§ Task prompt
Count how many lines in the data below contain the string "hair", treating uppercase and lowercase as different, and reply with only that number.

§ Entries provided
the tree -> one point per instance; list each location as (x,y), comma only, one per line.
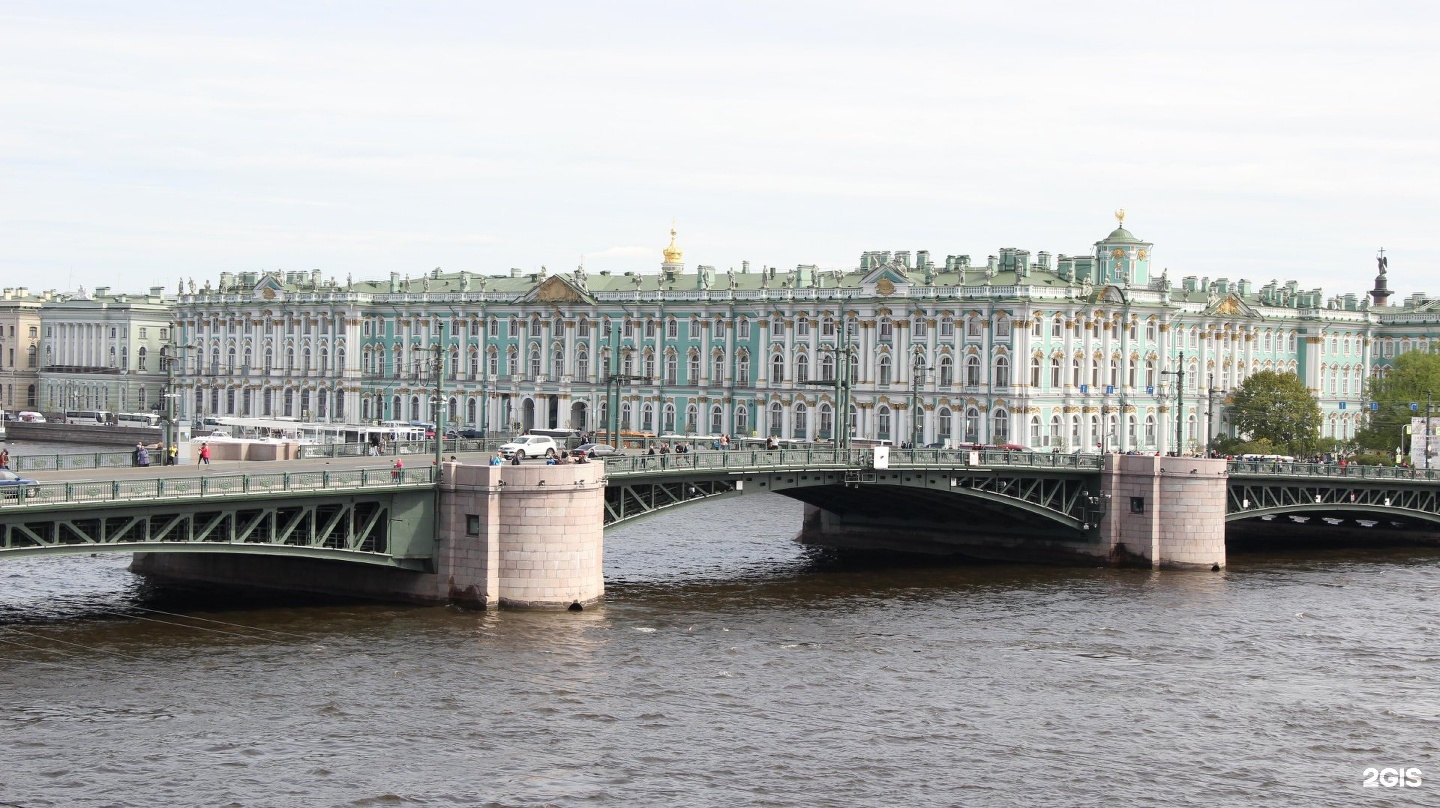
--
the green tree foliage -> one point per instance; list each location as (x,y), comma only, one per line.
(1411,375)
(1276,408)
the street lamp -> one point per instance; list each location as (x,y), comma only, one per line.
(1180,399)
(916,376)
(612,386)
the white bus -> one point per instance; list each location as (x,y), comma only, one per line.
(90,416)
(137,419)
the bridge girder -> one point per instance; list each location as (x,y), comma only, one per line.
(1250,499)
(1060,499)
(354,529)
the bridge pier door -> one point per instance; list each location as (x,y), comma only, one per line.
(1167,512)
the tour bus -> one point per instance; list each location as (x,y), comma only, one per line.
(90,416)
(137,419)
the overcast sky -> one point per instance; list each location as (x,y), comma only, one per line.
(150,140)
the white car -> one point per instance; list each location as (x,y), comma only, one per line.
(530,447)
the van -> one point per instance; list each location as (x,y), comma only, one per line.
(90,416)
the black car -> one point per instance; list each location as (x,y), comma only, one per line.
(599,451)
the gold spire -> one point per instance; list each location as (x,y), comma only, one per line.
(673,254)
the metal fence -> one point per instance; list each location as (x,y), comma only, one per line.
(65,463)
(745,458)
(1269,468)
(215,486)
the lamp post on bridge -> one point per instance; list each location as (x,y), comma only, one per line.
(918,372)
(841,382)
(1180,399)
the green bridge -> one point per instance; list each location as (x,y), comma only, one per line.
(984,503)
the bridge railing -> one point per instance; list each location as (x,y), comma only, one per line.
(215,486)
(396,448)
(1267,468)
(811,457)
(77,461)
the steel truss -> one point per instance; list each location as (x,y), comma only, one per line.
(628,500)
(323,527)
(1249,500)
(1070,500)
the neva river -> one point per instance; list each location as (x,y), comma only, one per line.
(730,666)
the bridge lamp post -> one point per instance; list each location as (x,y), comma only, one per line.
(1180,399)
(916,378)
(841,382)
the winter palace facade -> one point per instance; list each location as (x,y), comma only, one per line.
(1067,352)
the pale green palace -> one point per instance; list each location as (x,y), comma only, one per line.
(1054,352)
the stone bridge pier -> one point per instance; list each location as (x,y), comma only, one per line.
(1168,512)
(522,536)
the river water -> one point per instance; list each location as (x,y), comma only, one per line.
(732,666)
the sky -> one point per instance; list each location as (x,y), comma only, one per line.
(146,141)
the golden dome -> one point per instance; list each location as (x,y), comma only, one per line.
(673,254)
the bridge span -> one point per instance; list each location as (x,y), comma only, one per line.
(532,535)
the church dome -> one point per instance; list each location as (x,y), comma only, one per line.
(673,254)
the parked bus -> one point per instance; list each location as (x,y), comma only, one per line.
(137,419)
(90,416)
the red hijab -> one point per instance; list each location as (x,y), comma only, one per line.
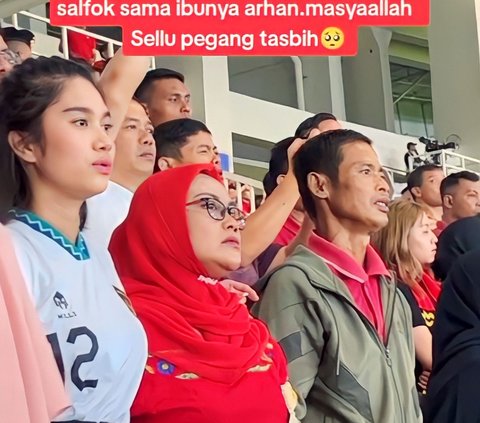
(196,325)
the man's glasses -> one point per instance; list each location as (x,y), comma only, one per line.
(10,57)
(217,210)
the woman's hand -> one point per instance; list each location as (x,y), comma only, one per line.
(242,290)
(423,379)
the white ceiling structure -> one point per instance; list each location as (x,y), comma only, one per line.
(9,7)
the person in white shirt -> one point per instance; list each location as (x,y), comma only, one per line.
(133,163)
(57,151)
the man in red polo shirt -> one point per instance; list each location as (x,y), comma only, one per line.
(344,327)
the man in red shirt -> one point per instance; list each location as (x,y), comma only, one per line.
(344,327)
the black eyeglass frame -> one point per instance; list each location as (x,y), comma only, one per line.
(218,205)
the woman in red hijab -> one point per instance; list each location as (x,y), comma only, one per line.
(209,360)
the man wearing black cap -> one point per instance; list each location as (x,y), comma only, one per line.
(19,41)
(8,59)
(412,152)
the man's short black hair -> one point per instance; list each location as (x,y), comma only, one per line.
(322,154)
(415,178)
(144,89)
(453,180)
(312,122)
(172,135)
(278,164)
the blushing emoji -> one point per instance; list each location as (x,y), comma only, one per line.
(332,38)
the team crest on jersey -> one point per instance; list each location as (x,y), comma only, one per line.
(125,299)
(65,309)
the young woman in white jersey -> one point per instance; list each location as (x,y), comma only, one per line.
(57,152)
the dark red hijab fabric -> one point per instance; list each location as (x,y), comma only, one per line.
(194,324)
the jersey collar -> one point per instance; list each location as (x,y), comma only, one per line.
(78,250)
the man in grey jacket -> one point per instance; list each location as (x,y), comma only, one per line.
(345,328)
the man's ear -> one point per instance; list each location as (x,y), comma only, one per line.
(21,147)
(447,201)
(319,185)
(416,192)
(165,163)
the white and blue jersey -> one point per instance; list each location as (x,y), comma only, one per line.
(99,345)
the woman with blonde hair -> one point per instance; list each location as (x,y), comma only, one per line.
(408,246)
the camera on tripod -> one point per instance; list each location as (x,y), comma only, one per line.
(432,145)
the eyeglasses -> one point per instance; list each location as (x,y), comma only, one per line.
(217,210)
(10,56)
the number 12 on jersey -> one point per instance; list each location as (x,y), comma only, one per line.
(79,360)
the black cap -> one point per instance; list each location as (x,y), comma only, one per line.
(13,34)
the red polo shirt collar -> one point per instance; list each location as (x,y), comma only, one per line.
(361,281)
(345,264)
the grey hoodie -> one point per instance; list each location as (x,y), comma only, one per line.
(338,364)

§ Exercise response
2